↓↓↓
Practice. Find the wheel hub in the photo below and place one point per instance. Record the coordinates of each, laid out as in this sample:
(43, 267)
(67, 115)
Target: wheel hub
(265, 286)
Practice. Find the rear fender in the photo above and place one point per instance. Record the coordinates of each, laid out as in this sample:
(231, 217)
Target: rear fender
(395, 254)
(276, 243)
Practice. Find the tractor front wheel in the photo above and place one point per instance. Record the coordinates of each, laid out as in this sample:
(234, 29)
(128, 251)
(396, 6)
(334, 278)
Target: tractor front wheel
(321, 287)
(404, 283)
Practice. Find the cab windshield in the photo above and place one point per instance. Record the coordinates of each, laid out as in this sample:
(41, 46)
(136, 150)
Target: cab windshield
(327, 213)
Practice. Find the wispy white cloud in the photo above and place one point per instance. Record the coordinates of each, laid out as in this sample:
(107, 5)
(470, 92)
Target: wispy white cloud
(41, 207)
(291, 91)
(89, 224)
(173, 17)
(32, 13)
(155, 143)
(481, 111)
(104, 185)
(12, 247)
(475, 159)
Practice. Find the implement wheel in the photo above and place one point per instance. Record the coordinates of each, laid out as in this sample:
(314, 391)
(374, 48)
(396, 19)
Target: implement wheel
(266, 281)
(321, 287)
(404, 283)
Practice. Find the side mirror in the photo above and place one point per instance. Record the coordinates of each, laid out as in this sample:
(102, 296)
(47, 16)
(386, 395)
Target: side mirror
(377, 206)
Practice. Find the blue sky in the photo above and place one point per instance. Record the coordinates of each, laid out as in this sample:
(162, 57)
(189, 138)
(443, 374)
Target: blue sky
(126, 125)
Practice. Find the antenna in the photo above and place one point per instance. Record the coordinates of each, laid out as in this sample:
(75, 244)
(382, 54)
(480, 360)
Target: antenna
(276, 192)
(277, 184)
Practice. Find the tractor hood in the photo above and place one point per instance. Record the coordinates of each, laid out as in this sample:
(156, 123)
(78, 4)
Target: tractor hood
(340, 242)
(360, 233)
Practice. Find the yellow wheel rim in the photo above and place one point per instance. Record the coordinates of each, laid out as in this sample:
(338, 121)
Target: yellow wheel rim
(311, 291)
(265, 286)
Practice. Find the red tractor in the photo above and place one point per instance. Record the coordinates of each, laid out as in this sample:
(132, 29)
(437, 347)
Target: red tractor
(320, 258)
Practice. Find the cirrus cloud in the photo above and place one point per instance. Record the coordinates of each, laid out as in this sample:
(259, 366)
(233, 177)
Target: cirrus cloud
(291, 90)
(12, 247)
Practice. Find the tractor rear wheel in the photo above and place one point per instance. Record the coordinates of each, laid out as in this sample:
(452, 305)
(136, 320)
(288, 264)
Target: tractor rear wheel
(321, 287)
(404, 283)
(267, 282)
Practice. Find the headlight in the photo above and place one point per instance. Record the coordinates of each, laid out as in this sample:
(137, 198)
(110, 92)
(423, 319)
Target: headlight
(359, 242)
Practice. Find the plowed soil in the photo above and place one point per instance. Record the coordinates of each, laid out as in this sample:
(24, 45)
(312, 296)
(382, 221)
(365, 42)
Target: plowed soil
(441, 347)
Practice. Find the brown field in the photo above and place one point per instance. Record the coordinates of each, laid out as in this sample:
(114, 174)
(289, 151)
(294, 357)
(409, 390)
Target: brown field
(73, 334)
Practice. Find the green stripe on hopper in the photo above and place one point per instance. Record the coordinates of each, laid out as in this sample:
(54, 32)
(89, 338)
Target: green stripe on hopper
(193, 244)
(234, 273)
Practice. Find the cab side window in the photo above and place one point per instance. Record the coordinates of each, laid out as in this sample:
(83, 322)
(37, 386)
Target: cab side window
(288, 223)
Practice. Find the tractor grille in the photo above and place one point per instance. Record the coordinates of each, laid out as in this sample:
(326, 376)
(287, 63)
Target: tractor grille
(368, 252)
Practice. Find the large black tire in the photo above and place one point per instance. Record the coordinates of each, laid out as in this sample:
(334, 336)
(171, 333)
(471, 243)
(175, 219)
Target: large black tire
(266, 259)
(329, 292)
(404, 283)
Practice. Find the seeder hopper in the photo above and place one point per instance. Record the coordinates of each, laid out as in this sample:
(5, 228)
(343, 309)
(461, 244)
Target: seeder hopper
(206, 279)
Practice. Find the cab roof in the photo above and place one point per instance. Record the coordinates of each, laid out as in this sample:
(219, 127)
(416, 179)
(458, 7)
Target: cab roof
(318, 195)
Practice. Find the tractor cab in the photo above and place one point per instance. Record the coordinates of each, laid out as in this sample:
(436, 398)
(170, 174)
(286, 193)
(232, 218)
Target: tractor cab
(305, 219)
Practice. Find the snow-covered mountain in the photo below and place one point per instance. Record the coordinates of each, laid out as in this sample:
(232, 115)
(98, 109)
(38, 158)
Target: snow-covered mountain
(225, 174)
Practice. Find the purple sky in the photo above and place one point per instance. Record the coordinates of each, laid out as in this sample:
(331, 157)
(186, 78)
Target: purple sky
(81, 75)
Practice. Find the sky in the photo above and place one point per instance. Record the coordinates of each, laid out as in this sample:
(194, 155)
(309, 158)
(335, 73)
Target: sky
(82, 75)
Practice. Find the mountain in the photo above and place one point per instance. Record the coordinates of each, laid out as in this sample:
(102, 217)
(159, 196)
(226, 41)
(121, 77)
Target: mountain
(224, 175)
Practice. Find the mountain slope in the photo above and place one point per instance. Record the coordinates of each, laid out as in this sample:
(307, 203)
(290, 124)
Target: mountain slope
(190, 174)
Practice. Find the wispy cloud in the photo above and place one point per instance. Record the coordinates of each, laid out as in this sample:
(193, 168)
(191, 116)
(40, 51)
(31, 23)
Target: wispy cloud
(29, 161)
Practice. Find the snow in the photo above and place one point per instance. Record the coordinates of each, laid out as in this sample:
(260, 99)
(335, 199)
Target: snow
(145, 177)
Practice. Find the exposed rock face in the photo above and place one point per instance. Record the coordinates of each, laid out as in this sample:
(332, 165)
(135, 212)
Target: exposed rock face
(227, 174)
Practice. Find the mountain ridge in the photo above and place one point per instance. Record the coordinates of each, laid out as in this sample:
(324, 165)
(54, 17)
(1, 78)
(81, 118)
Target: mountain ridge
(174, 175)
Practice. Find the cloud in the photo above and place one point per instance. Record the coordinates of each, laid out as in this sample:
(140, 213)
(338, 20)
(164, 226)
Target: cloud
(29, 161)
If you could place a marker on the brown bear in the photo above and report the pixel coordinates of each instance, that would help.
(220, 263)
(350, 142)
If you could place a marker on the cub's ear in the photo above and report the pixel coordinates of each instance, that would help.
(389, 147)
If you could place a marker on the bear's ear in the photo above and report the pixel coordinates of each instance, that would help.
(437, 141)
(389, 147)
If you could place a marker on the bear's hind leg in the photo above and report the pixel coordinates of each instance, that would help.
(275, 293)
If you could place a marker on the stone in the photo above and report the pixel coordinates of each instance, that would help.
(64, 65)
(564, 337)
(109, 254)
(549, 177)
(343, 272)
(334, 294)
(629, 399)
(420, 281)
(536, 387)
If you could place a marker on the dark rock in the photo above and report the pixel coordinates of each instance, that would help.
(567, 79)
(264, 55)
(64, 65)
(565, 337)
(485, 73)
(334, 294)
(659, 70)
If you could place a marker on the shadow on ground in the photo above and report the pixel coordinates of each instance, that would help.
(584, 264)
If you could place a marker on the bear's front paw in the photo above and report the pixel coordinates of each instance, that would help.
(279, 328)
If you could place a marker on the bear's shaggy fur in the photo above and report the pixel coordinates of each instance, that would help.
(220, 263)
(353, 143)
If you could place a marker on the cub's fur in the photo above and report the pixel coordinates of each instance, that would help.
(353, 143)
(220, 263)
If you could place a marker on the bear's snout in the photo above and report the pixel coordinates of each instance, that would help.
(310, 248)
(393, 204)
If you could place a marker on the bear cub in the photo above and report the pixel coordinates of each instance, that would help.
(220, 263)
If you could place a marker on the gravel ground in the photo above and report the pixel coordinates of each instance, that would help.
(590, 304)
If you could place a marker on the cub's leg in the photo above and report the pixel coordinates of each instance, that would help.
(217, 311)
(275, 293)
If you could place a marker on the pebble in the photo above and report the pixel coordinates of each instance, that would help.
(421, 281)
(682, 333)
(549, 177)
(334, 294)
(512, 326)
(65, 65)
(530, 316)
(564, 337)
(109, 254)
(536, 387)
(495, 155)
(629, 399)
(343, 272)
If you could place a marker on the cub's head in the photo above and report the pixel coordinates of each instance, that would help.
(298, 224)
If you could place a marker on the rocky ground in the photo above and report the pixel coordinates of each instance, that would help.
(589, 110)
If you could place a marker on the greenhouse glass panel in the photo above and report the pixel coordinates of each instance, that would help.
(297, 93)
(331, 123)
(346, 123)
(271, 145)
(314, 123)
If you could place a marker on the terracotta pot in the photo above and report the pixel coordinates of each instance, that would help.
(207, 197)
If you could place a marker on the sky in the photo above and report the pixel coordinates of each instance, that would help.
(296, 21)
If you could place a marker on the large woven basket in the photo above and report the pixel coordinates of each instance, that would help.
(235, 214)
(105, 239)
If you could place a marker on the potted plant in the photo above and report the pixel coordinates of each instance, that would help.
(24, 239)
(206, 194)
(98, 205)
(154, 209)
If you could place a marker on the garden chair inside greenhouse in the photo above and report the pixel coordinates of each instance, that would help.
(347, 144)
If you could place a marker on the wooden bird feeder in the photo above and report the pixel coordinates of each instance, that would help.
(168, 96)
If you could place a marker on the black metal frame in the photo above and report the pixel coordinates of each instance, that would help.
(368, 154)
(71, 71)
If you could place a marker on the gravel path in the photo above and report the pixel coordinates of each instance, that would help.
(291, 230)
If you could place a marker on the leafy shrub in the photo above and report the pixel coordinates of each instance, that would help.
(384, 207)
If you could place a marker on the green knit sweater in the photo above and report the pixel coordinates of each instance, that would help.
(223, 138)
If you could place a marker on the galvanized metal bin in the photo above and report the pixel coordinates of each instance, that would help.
↑↑↑
[Exercise prompt] In the entries above, find each line with the word "below" and show it.

[Answer for the task]
Practice. Find the wheel hub in the photo below and place one point per instance. Record the coordinates of each, laid out as in this sample:
Practice. Find the snow-covered mountain in the photo below and place one point per instance. Record the coordinates of each, laid out as in this sample:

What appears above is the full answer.